Saved entries:
>>>

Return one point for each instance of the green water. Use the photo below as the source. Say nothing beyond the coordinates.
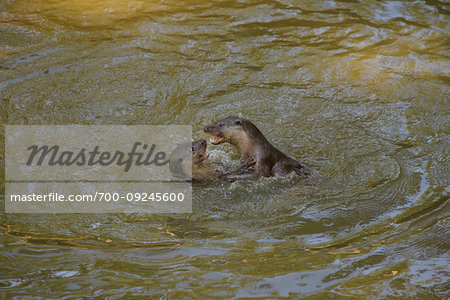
(358, 90)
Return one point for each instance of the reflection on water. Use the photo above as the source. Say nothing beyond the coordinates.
(358, 90)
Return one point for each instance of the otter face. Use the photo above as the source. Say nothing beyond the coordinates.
(198, 150)
(223, 130)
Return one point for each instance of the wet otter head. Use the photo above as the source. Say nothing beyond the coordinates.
(198, 151)
(187, 158)
(226, 130)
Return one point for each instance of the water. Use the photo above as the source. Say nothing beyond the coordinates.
(358, 90)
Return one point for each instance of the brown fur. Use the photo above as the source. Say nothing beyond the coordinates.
(190, 160)
(260, 157)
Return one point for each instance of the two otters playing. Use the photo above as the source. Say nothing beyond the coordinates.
(261, 158)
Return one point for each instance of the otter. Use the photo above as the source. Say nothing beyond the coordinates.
(190, 160)
(260, 157)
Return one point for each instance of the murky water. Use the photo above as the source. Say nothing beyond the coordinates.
(358, 90)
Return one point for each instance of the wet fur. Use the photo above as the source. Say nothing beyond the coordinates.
(260, 157)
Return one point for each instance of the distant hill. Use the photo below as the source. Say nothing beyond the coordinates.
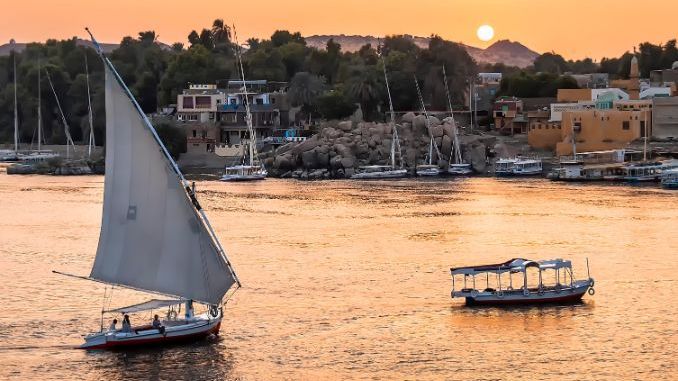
(107, 48)
(505, 51)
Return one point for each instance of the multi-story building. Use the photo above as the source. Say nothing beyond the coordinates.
(214, 117)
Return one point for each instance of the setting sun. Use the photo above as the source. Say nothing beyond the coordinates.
(485, 33)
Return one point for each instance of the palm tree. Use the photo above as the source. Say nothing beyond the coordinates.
(305, 88)
(365, 86)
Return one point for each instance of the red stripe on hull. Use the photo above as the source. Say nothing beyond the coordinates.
(504, 302)
(158, 340)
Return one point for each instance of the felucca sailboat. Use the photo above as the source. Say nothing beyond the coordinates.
(391, 171)
(251, 167)
(428, 169)
(155, 237)
(456, 166)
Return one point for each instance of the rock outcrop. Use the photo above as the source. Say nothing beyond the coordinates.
(338, 149)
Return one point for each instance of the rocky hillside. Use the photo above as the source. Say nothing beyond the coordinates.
(340, 148)
(509, 52)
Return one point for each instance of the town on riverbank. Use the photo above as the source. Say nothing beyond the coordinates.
(327, 115)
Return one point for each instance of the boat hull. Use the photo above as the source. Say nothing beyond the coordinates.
(172, 335)
(394, 174)
(534, 297)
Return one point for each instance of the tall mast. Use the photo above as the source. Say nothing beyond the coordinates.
(67, 131)
(248, 115)
(645, 137)
(428, 125)
(16, 113)
(39, 108)
(395, 142)
(89, 110)
(457, 148)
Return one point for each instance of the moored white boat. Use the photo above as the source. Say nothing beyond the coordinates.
(162, 244)
(518, 167)
(669, 179)
(244, 173)
(428, 170)
(498, 292)
(375, 172)
(251, 169)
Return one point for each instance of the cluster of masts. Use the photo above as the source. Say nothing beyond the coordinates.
(41, 138)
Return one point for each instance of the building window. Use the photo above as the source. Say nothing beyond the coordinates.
(188, 102)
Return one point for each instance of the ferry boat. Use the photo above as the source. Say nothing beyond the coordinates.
(670, 179)
(498, 288)
(518, 167)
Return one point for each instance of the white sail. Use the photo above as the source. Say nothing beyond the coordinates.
(154, 235)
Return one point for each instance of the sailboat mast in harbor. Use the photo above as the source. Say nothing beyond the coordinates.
(254, 169)
(69, 141)
(39, 108)
(91, 141)
(395, 142)
(155, 237)
(16, 112)
(458, 167)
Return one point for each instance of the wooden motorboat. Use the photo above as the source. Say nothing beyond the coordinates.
(503, 292)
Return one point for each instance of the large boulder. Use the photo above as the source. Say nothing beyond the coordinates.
(437, 131)
(307, 145)
(348, 162)
(419, 122)
(309, 159)
(345, 126)
(408, 118)
(284, 162)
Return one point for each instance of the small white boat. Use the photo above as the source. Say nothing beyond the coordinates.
(642, 172)
(38, 156)
(374, 172)
(428, 170)
(518, 167)
(172, 329)
(460, 169)
(391, 171)
(163, 244)
(670, 179)
(244, 173)
(254, 170)
(501, 292)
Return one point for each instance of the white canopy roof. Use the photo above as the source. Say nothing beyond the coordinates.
(513, 265)
(152, 304)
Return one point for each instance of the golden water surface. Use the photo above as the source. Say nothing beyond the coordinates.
(350, 280)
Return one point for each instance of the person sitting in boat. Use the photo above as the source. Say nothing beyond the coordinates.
(157, 325)
(112, 327)
(126, 325)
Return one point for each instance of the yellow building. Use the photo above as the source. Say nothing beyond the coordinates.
(599, 130)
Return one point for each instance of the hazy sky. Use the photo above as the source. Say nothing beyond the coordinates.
(573, 28)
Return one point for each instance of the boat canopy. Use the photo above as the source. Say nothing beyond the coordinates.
(152, 304)
(514, 265)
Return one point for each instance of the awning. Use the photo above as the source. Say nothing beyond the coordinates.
(152, 304)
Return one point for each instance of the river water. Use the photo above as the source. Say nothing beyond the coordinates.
(350, 280)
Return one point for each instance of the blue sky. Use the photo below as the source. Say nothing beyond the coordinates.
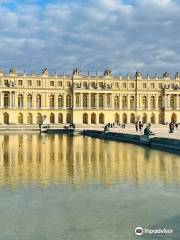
(123, 35)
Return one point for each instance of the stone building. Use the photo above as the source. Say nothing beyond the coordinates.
(27, 98)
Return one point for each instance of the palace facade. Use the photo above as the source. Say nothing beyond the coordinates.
(27, 98)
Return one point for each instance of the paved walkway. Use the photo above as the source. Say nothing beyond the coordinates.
(159, 130)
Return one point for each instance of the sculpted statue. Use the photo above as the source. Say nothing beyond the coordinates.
(165, 75)
(138, 74)
(108, 72)
(76, 72)
(45, 71)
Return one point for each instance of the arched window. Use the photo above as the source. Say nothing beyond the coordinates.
(52, 118)
(51, 101)
(68, 118)
(174, 118)
(60, 118)
(85, 118)
(85, 101)
(116, 102)
(124, 118)
(132, 103)
(20, 100)
(29, 101)
(20, 118)
(6, 100)
(117, 121)
(77, 100)
(108, 100)
(132, 118)
(6, 118)
(153, 118)
(93, 118)
(93, 101)
(124, 102)
(101, 101)
(68, 101)
(60, 101)
(101, 118)
(152, 102)
(144, 102)
(161, 118)
(144, 118)
(38, 101)
(29, 118)
(39, 118)
(173, 102)
(160, 102)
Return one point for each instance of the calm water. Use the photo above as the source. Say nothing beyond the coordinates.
(78, 188)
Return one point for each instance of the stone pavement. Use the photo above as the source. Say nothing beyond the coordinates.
(159, 130)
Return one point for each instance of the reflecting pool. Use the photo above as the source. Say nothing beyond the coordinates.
(80, 188)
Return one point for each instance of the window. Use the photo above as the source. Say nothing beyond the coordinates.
(6, 83)
(29, 83)
(160, 85)
(38, 83)
(68, 83)
(20, 82)
(144, 85)
(51, 83)
(116, 85)
(152, 85)
(60, 83)
(124, 85)
(101, 85)
(131, 85)
(85, 84)
(93, 84)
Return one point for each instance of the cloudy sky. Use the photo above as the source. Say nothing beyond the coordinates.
(124, 35)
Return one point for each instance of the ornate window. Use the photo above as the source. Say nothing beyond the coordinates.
(51, 101)
(20, 100)
(132, 103)
(29, 101)
(85, 101)
(68, 101)
(124, 102)
(144, 102)
(116, 102)
(60, 101)
(93, 101)
(101, 101)
(38, 101)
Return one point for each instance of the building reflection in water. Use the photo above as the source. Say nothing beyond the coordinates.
(32, 158)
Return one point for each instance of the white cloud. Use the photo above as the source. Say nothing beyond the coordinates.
(92, 35)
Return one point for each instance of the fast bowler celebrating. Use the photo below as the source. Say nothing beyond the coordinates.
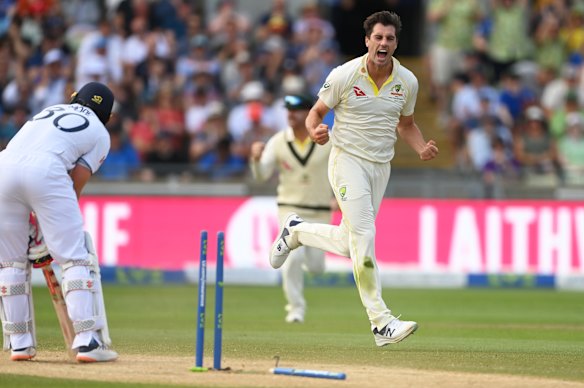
(43, 170)
(373, 97)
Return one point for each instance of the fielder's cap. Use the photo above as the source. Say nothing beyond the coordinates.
(97, 97)
(297, 102)
(52, 56)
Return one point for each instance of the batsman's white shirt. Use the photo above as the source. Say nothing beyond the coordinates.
(363, 137)
(34, 177)
(366, 117)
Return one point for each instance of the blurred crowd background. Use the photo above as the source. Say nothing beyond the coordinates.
(197, 82)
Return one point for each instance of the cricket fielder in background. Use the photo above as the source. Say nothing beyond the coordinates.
(43, 170)
(373, 97)
(302, 173)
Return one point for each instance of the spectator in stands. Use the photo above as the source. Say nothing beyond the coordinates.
(535, 149)
(220, 163)
(455, 22)
(308, 19)
(228, 14)
(164, 160)
(253, 109)
(198, 59)
(555, 92)
(237, 73)
(550, 51)
(102, 44)
(50, 89)
(274, 22)
(11, 121)
(465, 108)
(142, 132)
(572, 32)
(501, 168)
(316, 69)
(515, 97)
(123, 161)
(503, 37)
(558, 120)
(479, 140)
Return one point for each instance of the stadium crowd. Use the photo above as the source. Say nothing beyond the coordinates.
(196, 87)
(507, 79)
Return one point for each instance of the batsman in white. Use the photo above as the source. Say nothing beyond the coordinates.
(302, 188)
(373, 97)
(43, 170)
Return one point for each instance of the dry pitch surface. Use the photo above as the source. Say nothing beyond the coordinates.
(175, 371)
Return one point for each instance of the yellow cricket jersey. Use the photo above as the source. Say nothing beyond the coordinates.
(366, 117)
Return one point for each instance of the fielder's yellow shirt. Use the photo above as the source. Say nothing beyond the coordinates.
(366, 117)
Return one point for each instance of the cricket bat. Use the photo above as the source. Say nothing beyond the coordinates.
(60, 308)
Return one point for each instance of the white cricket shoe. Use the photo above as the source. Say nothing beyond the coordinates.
(281, 248)
(23, 354)
(394, 332)
(94, 352)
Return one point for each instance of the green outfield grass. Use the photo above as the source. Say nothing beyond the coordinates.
(517, 332)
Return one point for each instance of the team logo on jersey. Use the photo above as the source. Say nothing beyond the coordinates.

<<<

Set out, exactly as written, the lines from the line with "Return one point for each instance of the cricket bat." to the last line of the records, inclusive, and only those lines.

:: Output for this exercise ::
Return one point for each instance of the cricket bat. Use the photo above as the source. Say nothing beyond the coordinates.
(60, 308)
Return one point for each instance of the white cricket shoe. Use the photo above as the source. Say nothing beyond the coordinates.
(281, 248)
(23, 354)
(394, 332)
(94, 352)
Return one point for each instance of the green outfield grass. Use the photo above as the source. Say nothing beyond the coordinates.
(517, 332)
Return one point for each instance of the team logo on jersey. Use the photo above as the source. Say nothing beyond the coordinates.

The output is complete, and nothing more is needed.